DIRECTIONS: Word for word, transcribe the records that follow.

___ GIVEN ENTRIES

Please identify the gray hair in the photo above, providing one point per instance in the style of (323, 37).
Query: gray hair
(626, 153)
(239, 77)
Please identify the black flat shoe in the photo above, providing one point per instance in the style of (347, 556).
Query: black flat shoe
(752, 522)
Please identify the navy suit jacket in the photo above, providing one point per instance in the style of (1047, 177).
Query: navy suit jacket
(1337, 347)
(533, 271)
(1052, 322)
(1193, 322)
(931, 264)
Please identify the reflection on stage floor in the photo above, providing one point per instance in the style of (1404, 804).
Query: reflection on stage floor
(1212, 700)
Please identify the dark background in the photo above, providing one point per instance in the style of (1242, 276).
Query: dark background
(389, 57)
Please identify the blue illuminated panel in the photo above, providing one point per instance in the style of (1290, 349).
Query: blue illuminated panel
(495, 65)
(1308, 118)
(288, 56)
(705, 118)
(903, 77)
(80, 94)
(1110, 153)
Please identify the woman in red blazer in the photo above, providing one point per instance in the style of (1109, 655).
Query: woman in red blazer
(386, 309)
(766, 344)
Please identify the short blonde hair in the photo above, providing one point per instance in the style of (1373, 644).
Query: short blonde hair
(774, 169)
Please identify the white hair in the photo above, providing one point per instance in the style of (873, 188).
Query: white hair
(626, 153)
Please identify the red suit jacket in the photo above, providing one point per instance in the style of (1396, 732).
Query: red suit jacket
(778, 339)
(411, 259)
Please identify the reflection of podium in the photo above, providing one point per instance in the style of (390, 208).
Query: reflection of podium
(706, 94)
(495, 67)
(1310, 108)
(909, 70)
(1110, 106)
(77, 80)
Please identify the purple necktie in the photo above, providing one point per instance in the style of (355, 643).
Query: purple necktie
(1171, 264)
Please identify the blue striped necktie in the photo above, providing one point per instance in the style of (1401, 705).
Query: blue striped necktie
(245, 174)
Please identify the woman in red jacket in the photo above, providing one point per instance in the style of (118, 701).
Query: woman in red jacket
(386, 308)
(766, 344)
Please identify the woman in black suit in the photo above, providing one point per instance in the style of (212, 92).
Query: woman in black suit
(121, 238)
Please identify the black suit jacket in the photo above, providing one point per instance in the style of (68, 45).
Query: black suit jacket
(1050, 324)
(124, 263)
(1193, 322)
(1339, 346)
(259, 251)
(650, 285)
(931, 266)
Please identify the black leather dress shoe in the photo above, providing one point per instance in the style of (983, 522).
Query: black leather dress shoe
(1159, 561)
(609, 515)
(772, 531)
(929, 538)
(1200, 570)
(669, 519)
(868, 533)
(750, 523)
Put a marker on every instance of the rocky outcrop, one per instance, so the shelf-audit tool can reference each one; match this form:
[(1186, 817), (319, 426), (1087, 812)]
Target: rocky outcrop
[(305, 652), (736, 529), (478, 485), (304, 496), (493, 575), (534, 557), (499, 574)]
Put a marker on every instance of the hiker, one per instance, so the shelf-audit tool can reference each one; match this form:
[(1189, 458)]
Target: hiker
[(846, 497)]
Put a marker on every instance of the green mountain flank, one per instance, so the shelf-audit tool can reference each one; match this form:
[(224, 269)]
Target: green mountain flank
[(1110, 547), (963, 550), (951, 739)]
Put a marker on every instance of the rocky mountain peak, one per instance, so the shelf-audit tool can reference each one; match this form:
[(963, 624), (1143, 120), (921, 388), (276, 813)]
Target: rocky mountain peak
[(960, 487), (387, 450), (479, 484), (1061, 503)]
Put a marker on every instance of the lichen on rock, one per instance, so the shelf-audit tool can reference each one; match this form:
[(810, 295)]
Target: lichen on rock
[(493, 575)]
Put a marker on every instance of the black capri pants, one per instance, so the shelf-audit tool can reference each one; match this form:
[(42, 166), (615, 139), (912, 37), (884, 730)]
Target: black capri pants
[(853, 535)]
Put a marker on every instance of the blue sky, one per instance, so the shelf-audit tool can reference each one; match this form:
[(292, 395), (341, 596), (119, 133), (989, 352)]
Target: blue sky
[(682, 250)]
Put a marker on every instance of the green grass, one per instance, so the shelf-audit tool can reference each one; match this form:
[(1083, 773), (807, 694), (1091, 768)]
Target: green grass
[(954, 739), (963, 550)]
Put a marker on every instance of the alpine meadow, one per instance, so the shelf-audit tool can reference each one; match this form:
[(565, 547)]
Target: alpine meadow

______

WRITTEN SOLUTION:
Please identify the gray hair in the photo above, providing one point per instance in the style of (323, 37).
Query: gray hair
(626, 153)
(239, 77)
Please identify the black flat shoe in the photo above, providing one point per instance in the style of (347, 556).
Query: black flat shoe
(752, 522)
Please identify the navy suit jacket in the photo above, providing one point per instance in the style of (1047, 177).
Query: navy suit jacket
(1337, 347)
(533, 271)
(1052, 322)
(1193, 322)
(931, 264)
Please identify the reflection on stage floor in the photo above, providing one point per instance in the style of (1404, 804).
Query: reflection on stage floor
(1212, 700)
Please identify the dark background in the photo above, providing one point per instance in the style of (1242, 276).
Query: dark background
(389, 57)
Please identify the blue illuminated panel in the photo above, providing one point per instance in the style of (1290, 349).
Query: blue illuminated panel
(495, 65)
(1308, 118)
(288, 56)
(705, 118)
(903, 77)
(80, 94)
(1110, 153)
Please identify the woman in red blazer in the photo above, providing one point per instance in the style of (1109, 655).
Query: woman in red blazer
(386, 309)
(766, 344)
Please identify the short blonde hair in the photo above, providing one point per instance in the style of (1373, 644).
Query: short blonde hair
(774, 169)
Please identify the white hair in the photo above, providing one point per instance in the style of (873, 188).
Query: white hair
(626, 153)
Please identify the red suit jacket in the photo above, providing one point per instance in the style of (1396, 732).
Query: red suit jacket
(778, 339)
(411, 259)
Please identify the reflection of podium in the photo above, providing one point per instance in the style of (390, 208).
Query: reflection of podium
(706, 94)
(495, 67)
(1310, 108)
(909, 70)
(1110, 106)
(77, 80)
Please identify the purple necktie in the photo above, providing one point per instance in the style of (355, 643).
Query: purple necktie
(1171, 264)
Please identify the blue striped necktie in the photo above, providing one point per instance in the style of (1401, 705).
Query: blue striped necktie
(245, 174)
Please identify the woman in red jacket in the photo above, providing one point per instance in the style of (118, 701).
Query: woman in red jacket
(386, 308)
(766, 344)
Please identify the woman in black suit in the photo above, providing one point per instance in the style of (212, 92).
Query: woman in black suit
(121, 238)
Please identify the black suit jacket in the photo above, providing one point per instance in the style of (68, 45).
Query: black suit jacket
(1050, 324)
(124, 263)
(1193, 322)
(1339, 346)
(259, 251)
(650, 285)
(931, 266)
Please identify the black leather dress shoe in the photo above, providing one point per instance in the style of (983, 522).
Query: black leather dress shoe
(1159, 561)
(609, 515)
(772, 531)
(929, 538)
(1200, 570)
(669, 519)
(868, 533)
(750, 523)
Put a marker on every instance of the rocky outcrop, one per instance, so the shelf-audit tool can reference each one; match this form:
[(1186, 817), (319, 426), (1087, 812)]
Target: rocky outcrop
[(305, 652), (736, 529), (478, 485), (304, 496), (493, 575), (534, 557), (499, 574)]
Put a marker on every instance of the hiker, one per instance, so the shelf-audit tool can reference each one; match this form:
[(1189, 458)]
Target: hiker
[(846, 497)]
Put a marker on every instance of the green mountain flank, one per instance, so the shelf-audit tool can reference each one; match this form:
[(224, 269)]
Target: green mountain flank
[(1110, 547), (963, 550), (951, 739)]
Put a marker on every instance of the rocky mountain peak, one per instance, so the shelf-audit tool can reference each one; match this form:
[(963, 624), (1143, 120), (921, 388), (276, 813)]
Target: rocky mountain peak
[(960, 487), (387, 450), (479, 484), (1061, 503)]
Put a marker on every instance of the lichen on rock, one per instance, so the shelf-audit tool can reference each one; match this form:
[(810, 295)]
Target: lichen on rock
[(493, 575)]
Put a marker on every instance of the black capri pants, one per instance, so the shelf-audit tool can reference each one; match this form:
[(42, 166), (615, 139), (912, 37), (884, 730)]
Target: black capri pants
[(853, 535)]
Put a marker on every instance of the blue sky, one per instance, so the shelf-audit tool can reference each one; match this form:
[(292, 395), (341, 596), (119, 133), (989, 352)]
Target: blue sky
[(682, 250)]
Put a marker on every instance of the green grass, one per instance, so the shelf-audit tool can reference each one; match this form:
[(1083, 773), (807, 694), (1091, 768)]
Target: green grass
[(954, 739), (963, 550)]
Put a marker on every instance of the alpine meadow, one per instance, so the shelf-audit tool can reference each one; match this form:
[(565, 547)]
Target: alpine meadow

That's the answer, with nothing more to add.